◆ **Task instructions**:
[a] In the air pollution article, what annual average cost of pollution per valley resident does the study arrive at?
[b] Please transcribe the air pollution article from "The San Joaquin Valley's" to "State Fullerton researchers.".

◆ **Text for analysis**:
━━━━━━━━━━━━━━━━

Report: Bad air costs valley $3 billion a year

 

BY SARAH RUBY, Californian staff writer
e-mail: sruby@bakersfield.com
| Wednesday, Mar 29 2006 10:35 PM

Last Updated: Wednesday, Mar 29 2006 10:44 PM

The San Joaquin Valley's bad air costs us more than $3 billion a year -- roughly equal to the gross value of Kern's annual agricultural production -- according to a study released Wednesday by Cal State Fullerton researchers.

 

The study tabulates the price of school absences, doctors' visits, lost productivity, early deaths and other factors that drive the cost of pollution to an annual average of about $1,000 per valley resident.

That's "a significant value to most households," said Jane Hall, an economics professor and author of the study, in an interview Wednesday. "(The team's findings are) another way of understanding the impacts people feel in their daily lives."

The $3 billion figure seems a little high, said Mike Maggard, the new chairman of the San Joaquin Valley Air Pollution Control District board.

"Before we do anything drastic, we need to thoroughly analyze and examine if these numbers are a reasonable estimate," he said.

The study gives the valley's air pollution a $3.24 billion price tag. The cost of premature deaths triggered by fine particles lodging deep in the lungs accounts for almost all of that total.

━━━━━━━━━━━━━━━━

(Saved entries)
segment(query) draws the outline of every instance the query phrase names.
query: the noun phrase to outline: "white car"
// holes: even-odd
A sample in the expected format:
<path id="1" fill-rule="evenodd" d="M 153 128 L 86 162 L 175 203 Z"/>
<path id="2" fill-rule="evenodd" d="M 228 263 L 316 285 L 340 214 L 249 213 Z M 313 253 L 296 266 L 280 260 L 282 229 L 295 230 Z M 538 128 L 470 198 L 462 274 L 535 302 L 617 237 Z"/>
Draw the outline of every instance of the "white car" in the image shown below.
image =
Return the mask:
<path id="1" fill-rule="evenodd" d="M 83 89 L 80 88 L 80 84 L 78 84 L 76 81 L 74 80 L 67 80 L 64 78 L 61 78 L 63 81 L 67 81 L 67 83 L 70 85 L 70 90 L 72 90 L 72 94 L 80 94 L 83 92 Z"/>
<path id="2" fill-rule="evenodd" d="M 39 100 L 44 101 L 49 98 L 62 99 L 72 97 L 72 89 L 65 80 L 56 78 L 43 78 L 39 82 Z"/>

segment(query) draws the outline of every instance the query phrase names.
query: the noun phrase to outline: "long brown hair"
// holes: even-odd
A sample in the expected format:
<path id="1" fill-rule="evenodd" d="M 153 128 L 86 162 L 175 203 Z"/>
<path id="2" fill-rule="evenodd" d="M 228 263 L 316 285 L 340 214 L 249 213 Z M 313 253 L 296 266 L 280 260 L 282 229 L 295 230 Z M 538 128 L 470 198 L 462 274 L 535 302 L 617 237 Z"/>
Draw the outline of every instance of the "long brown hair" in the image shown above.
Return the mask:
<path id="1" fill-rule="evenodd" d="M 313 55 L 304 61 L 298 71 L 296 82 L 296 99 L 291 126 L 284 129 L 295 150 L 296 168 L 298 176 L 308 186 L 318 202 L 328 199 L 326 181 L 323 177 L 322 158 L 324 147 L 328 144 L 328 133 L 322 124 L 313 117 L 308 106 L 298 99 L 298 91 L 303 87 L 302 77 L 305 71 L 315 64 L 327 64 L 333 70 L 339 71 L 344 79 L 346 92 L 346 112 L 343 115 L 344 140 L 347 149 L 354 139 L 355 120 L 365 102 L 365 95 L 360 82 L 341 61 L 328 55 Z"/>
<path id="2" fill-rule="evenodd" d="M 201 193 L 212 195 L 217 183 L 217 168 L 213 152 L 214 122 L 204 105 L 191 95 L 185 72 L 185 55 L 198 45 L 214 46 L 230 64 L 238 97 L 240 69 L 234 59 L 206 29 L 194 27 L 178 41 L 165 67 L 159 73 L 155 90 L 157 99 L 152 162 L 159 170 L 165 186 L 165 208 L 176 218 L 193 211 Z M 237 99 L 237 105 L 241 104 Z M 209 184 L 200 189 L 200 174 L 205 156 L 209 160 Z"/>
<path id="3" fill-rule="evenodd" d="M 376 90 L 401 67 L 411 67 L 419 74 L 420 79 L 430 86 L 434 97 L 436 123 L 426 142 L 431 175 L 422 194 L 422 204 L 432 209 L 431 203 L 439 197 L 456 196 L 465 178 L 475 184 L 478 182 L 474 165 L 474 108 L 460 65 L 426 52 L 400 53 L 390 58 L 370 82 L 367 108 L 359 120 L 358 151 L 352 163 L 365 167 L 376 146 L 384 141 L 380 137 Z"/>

━━━━━━━━━━━━━━━━

◆ **Task responses**:
[a] About $1,000 per valley resident.

[b]
The San Joaquin Valley's bad air costs us more than $3 billion a year -- roughly equal to the gross value of Kern's annual agricultural production -- according to a study released Wednesday by Cal State Fullerton researchers.